• AIM OF THE EXERCISE
Which lines hold the string "pitcher"? Copy each of them from the material below.

═════ PROVIDED DATA ═════

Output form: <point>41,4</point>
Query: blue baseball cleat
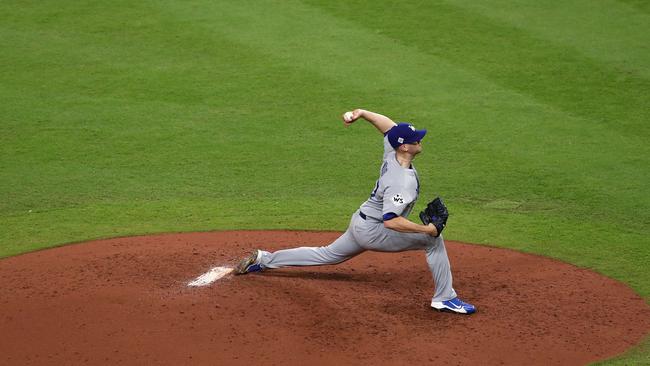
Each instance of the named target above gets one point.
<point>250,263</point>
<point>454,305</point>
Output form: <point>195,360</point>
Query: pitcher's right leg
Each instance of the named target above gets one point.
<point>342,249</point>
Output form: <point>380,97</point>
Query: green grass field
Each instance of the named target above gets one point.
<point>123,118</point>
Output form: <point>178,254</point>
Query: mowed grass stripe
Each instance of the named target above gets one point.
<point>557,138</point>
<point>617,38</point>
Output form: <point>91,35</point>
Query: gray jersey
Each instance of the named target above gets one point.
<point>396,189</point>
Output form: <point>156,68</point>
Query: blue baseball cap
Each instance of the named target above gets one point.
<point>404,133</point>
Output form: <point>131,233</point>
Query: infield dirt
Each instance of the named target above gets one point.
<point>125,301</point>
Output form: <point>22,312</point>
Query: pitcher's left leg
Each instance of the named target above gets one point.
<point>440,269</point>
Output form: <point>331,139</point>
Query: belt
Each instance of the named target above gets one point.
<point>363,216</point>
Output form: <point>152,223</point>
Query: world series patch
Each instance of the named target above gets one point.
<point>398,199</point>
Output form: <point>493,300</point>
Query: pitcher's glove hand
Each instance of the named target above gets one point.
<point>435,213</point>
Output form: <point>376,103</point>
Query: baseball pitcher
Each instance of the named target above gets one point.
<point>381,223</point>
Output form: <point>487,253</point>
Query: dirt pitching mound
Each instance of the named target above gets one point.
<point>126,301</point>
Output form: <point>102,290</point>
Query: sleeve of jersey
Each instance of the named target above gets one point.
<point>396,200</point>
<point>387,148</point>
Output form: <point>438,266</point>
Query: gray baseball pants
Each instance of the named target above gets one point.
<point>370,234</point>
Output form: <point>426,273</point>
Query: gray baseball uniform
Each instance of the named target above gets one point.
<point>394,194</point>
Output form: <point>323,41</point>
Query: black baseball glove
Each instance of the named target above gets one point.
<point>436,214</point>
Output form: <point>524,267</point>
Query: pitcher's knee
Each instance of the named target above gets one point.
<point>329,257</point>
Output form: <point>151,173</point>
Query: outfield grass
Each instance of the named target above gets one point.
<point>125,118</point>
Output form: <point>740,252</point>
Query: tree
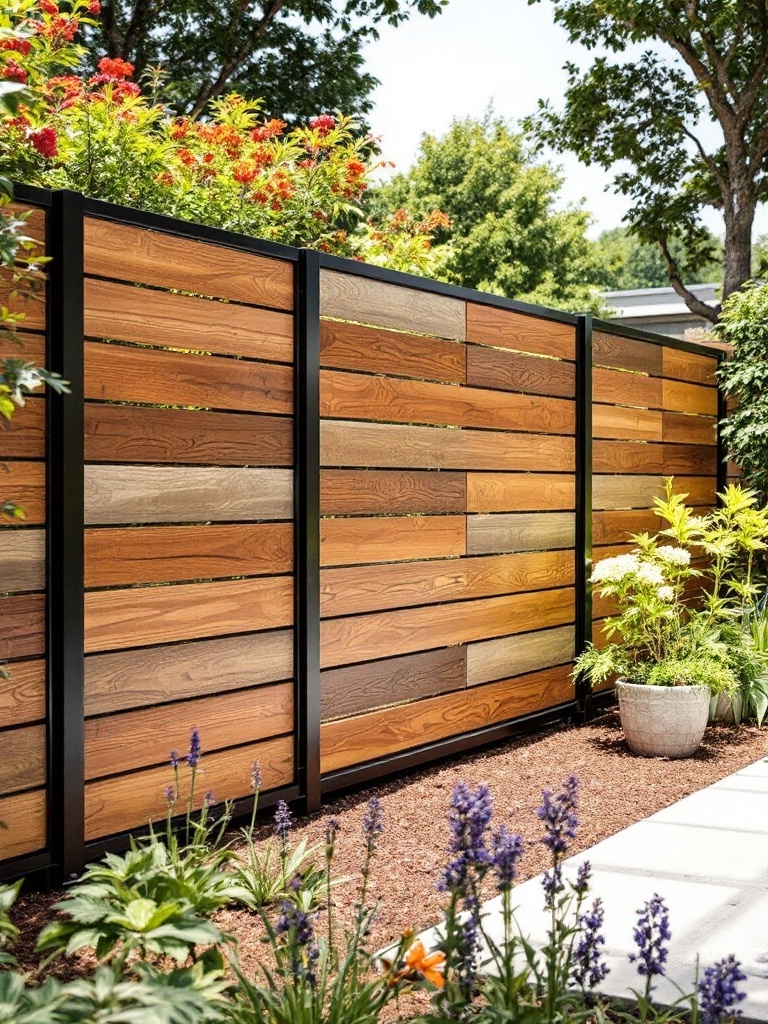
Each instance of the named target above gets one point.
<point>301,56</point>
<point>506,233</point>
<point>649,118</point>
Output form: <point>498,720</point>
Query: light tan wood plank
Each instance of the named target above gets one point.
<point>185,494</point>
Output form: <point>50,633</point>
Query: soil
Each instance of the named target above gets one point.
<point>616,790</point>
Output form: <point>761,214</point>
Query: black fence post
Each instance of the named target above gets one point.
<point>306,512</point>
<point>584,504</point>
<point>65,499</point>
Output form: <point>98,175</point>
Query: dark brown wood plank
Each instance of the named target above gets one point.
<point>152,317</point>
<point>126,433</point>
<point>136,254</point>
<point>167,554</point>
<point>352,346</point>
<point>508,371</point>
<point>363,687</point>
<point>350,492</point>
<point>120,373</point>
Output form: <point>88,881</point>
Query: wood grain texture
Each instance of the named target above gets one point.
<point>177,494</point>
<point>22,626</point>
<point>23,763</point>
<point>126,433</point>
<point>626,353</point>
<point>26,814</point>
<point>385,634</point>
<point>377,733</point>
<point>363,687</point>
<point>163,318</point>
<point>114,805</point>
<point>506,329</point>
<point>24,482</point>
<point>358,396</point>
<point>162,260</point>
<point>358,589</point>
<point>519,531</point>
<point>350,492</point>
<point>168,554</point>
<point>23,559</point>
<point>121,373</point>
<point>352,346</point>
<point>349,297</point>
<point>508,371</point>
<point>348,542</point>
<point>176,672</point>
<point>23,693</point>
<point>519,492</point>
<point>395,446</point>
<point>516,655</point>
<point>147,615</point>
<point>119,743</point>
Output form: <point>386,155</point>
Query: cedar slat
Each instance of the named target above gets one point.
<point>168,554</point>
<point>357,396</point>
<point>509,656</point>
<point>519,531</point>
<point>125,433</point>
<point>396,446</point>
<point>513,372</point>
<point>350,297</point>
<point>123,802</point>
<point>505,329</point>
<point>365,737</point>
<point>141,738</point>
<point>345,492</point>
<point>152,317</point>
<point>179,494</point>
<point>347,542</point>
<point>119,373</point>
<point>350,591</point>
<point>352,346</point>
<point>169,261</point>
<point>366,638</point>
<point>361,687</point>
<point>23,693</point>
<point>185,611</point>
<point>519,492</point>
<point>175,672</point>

═════

• ANSWER TO THIS EXERCISE
Query: pitcher's right leg
Query: pitcher's left leg
Query: pitcher's glove hand
Query: baseball pitcher
Query: pitcher's knee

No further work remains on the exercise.